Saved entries
# # # # # # #
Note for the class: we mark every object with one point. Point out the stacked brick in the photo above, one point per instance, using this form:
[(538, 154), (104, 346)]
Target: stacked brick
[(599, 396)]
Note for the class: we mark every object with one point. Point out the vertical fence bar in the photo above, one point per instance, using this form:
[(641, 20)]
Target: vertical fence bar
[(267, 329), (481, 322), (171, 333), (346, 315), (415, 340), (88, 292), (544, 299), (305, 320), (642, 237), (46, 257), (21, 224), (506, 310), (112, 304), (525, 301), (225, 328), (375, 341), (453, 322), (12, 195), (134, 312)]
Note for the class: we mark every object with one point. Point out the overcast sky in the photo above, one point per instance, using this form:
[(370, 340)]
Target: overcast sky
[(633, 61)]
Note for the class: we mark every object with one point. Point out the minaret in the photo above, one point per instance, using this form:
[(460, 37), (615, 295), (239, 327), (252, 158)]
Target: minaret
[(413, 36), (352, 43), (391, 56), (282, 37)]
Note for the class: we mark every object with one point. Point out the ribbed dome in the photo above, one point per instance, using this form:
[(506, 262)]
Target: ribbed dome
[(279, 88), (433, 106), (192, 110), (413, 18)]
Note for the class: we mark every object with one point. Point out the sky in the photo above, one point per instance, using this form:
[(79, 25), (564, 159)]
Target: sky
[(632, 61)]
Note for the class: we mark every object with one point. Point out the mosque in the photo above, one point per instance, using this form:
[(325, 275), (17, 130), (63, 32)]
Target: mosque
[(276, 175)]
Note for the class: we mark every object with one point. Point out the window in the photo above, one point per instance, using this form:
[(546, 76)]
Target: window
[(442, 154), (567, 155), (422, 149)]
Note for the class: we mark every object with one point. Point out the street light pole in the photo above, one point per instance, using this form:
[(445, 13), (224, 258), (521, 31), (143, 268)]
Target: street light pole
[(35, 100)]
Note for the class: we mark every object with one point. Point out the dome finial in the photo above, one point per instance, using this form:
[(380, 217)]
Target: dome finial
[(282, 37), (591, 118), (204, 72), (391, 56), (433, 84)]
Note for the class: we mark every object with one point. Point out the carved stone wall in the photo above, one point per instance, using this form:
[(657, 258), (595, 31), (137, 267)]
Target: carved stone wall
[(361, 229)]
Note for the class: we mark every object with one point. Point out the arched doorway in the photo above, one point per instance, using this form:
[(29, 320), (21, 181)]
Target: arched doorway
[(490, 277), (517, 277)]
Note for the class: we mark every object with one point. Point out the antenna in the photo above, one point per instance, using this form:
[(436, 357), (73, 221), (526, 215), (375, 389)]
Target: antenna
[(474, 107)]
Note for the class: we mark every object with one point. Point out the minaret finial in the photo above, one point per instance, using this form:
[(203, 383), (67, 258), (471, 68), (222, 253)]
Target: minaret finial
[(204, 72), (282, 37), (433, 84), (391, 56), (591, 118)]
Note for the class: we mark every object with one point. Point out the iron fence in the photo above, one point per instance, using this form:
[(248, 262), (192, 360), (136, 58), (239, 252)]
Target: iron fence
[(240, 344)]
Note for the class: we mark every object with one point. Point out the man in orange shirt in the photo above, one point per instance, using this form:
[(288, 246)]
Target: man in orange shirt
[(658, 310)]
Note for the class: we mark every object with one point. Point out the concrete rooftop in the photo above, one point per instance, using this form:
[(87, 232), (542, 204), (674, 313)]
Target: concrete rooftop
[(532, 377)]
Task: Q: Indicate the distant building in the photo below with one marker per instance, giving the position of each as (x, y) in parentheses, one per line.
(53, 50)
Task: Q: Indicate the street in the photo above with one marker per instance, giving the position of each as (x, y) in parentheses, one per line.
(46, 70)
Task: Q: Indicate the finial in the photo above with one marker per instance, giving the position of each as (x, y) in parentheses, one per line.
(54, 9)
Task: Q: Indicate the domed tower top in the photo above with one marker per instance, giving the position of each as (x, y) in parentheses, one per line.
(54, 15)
# # # # # # #
▸ **EXERCISE**
Restate the data above word for word, omitting nothing.

▸ **WRITTEN REPLY**
Note for the class: we mark every object with one point. Point out the stacked brick in the photo above, one point per instance, using this form:
[(538, 154), (104, 346)]
Target: stacked brick
[(599, 396)]
Note for the class: we mark every object with one point. Point out the vertical fence bar in the photo above, one point per instance, using this form:
[(641, 20)]
Target: vertical fence bar
[(267, 329), (481, 322), (171, 333), (346, 315), (415, 340), (88, 292), (544, 299), (305, 320), (642, 237), (46, 257), (21, 224), (506, 310), (112, 304), (525, 301), (225, 328), (375, 341), (453, 322), (12, 195), (134, 312)]
Note for the class: we mark every object with one point. Point out the overcast sky in the photo above, one point per instance, using this form:
[(370, 340)]
Target: overcast sky
[(633, 61)]
Note for the class: we mark every object with one point. Point out the minaret in the photo above, one point per instance, using this form:
[(460, 37), (615, 295), (239, 327), (252, 158)]
Target: minaret
[(413, 36), (352, 43), (391, 56), (282, 37)]
Note for the class: we mark every object with one point. Point out the ribbed dome in the photo above, one point per instance, using this form:
[(506, 262)]
Target: ribbed dome
[(279, 88), (433, 106), (192, 110), (413, 18)]
Note for the class: we mark every object with one point. Point out the sky in the photo above, one point per instance, using this form:
[(79, 25), (564, 159)]
Target: sky
[(632, 61)]
Note for the class: we mark every object with one point. Point out the mosque in the photo above, one point per instance, using this form:
[(325, 275), (17, 130), (63, 32)]
Target: mosque
[(276, 175)]
Note for the class: we mark every object with one point. Point out the window in the photo above, one point per instance, using this form:
[(546, 76)]
Target: window
[(442, 154), (567, 155), (422, 149)]
Note for the class: we mark every object with one point. Point out the street light pole in the photo above, one point per instance, using this form:
[(445, 13), (224, 258), (521, 31), (143, 268)]
Target: street light pole
[(35, 100)]
Note for the class: we mark every object with one point. Point out the dome finial in the photo above, one point per instance, using this form:
[(380, 217)]
Target: dome finial
[(282, 37), (591, 118), (204, 72), (391, 56), (433, 84)]
Note for the class: we mark every object with one point. Point out the carved stone wall in the photo above, one point per instance, using this form:
[(657, 258), (595, 31), (137, 267)]
Target: carved stone wall
[(361, 229)]
Note for the class: we mark every object with one point. Point out the arched doorway in the photo above, one point per instance, using this form:
[(29, 320), (21, 181)]
Target: arched doorway
[(490, 277), (517, 277)]
Note for the class: we mark every object with one point. Point out the antenna in the photo above, one point per instance, using this form:
[(436, 357), (73, 221), (526, 215), (375, 389)]
Target: antenna
[(474, 107)]
Note for the class: we mark every object with one point. Point out the minaret finial in the photo above, one point per instance, using this form:
[(203, 383), (67, 258), (471, 68), (222, 253)]
Target: minaret finial
[(204, 72), (282, 37), (433, 84), (391, 56), (591, 118)]
Note for the class: we mark every object with one point. Point out the iron fence in the photo above, one point per instance, using this form:
[(248, 262), (192, 360), (136, 58), (239, 252)]
Target: iron fence
[(240, 344)]
Note for the class: we mark every object with one point. Point out the man in orange shirt in the photo above, one point per instance, using this form:
[(288, 246)]
Target: man in orange shirt
[(658, 310)]
Note for the class: we mark every object with one point. Point out the concrete rooftop in the photo above, one point per instance, using this form:
[(87, 232), (542, 204), (674, 313)]
Target: concrete rooftop
[(532, 377)]
Task: Q: Indicate the distant building in the photo below with one marker per instance, giving the position of each as (x, y) in parentheses, one per line.
(53, 50)
Task: Q: Indicate the street in the photo above with one marker per instance, giving the position of each as (x, y) in parentheses, one per line.
(46, 70)
Task: Q: Indicate the finial in the photo above with one marker per instance, giving the position of each as (x, y) in parentheses, one per line.
(54, 9)
Task: Q: Indicate the domed tower top in the photo above with one marker per instance, giving the position of each as (x, y) in parentheses, one per line.
(54, 15)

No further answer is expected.